What the task requires
Render every line of the listing below as a Markdown table with two columns, Row and Line, numbering each line and skipping any blank ones.

Exercise input
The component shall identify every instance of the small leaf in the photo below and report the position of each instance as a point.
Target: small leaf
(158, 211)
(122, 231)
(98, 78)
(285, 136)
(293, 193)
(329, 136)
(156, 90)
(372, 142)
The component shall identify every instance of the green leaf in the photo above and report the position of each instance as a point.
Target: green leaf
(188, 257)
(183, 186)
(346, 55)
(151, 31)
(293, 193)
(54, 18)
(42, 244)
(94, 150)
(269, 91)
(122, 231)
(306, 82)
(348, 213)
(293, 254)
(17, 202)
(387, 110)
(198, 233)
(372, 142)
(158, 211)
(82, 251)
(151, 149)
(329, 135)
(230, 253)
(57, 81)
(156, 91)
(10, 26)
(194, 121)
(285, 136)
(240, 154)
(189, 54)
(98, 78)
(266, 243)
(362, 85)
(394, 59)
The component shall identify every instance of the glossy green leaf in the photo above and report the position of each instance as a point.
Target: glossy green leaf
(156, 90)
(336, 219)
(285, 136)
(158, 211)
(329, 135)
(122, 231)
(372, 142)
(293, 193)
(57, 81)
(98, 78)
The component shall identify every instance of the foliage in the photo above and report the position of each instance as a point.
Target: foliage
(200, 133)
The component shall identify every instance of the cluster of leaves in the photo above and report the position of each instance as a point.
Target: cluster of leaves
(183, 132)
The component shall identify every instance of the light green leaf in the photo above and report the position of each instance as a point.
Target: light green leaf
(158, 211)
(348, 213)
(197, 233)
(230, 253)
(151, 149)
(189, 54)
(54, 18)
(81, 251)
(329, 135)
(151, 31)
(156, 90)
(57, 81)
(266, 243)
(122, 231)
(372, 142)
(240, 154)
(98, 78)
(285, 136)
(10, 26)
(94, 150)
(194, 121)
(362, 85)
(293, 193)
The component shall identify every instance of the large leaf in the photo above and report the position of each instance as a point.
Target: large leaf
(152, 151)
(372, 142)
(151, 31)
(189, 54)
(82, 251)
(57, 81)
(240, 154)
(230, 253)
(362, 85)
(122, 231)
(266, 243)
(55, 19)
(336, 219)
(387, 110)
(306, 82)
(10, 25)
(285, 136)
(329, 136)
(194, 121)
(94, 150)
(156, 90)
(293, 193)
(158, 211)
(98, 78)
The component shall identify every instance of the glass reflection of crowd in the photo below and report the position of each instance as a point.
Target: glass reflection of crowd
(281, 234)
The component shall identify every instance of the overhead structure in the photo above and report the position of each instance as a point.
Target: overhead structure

Right answer
| Row | Line |
|---|---|
| 1 | The component shall identify every instance of the small leaf in the photo below and report the position of each instance as a point. |
| 2 | Target: small leaf |
| 3 | (158, 211) |
| 4 | (122, 231) |
| 5 | (98, 78) |
| 6 | (285, 136) |
| 7 | (293, 193) |
| 8 | (329, 136) |
| 9 | (156, 90) |
| 10 | (372, 142) |
| 11 | The component shall identify every instance of the green leaf in the photo above and report the position of each instance as a point. |
| 12 | Target: green leaf |
| 13 | (188, 257) |
| 14 | (183, 186) |
| 15 | (346, 55) |
| 16 | (151, 31) |
| 17 | (293, 193) |
| 18 | (54, 18) |
| 19 | (42, 244) |
| 20 | (94, 150) |
| 21 | (269, 91) |
| 22 | (122, 231) |
| 23 | (306, 82) |
| 24 | (348, 213) |
| 25 | (293, 254) |
| 26 | (17, 202) |
| 27 | (387, 110) |
| 28 | (198, 233) |
| 29 | (372, 142) |
| 30 | (158, 211) |
| 31 | (82, 251) |
| 32 | (151, 149) |
| 33 | (329, 135) |
| 34 | (230, 253) |
| 35 | (57, 81) |
| 36 | (156, 91) |
| 37 | (10, 26) |
| 38 | (194, 121) |
| 39 | (285, 136) |
| 40 | (240, 154) |
| 41 | (189, 54) |
| 42 | (98, 78) |
| 43 | (266, 243) |
| 44 | (362, 85) |
| 45 | (394, 59) |
| 46 | The component shall identify every instance of the glossy green leaf in the photo above and report the position of each instance as a point. |
| 47 | Target: glossy green leaf |
| 48 | (156, 90) |
| 49 | (336, 219) |
| 50 | (285, 136) |
| 51 | (158, 211) |
| 52 | (329, 135) |
| 53 | (122, 231) |
| 54 | (372, 142) |
| 55 | (293, 193) |
| 56 | (57, 81) |
| 57 | (98, 78) |
| 58 | The component shall identify every instance of the foliage in the photo above and report the position of each instance as a point. |
| 59 | Target: foliage |
| 60 | (200, 133) |
| 61 | The component shall identify every instance of the cluster of leaves in the photo above and report the position of each instance as a point. |
| 62 | Target: cluster of leaves |
| 63 | (183, 132) |
| 64 | The component shall identify every instance of the light green leaf in the photo above and report the position of each instance as a point. |
| 65 | Target: light green leaf |
| 66 | (158, 211) |
| 67 | (348, 213) |
| 68 | (197, 233) |
| 69 | (230, 253) |
| 70 | (151, 149) |
| 71 | (189, 54) |
| 72 | (54, 18) |
| 73 | (81, 251) |
| 74 | (329, 135) |
| 75 | (151, 31) |
| 76 | (156, 90) |
| 77 | (57, 81) |
| 78 | (266, 243) |
| 79 | (122, 231) |
| 80 | (372, 142) |
| 81 | (240, 154) |
| 82 | (98, 78) |
| 83 | (285, 136) |
| 84 | (10, 26) |
| 85 | (94, 150) |
| 86 | (194, 121) |
| 87 | (362, 85) |
| 88 | (293, 193) |
| 89 | The component shall identify every instance of the large leaf in the photo above and report the position of each instance as a point. |
| 90 | Target: large leaf |
| 91 | (152, 151) |
| 92 | (372, 142) |
| 93 | (151, 31) |
| 94 | (189, 54) |
| 95 | (82, 251) |
| 96 | (57, 81) |
| 97 | (240, 154) |
| 98 | (230, 253) |
| 99 | (362, 85) |
| 100 | (122, 231) |
| 101 | (266, 243) |
| 102 | (55, 19) |
| 103 | (336, 219) |
| 104 | (387, 110) |
| 105 | (306, 82) |
| 106 | (10, 25) |
| 107 | (285, 136) |
| 108 | (329, 136) |
| 109 | (194, 121) |
| 110 | (94, 150) |
| 111 | (156, 90) |
| 112 | (293, 193) |
| 113 | (158, 211) |
| 114 | (98, 78) |
| 115 | The component shall identify every instance of the glass reflection of crowd in the photo below and report the position of each instance as a point. |
| 116 | Target: glass reflection of crowd |
| 117 | (281, 234) |
| 118 | The component shall identify every instance of the overhead structure in the photo above and report the position of each instance as a point. |
| 119 | Target: overhead structure |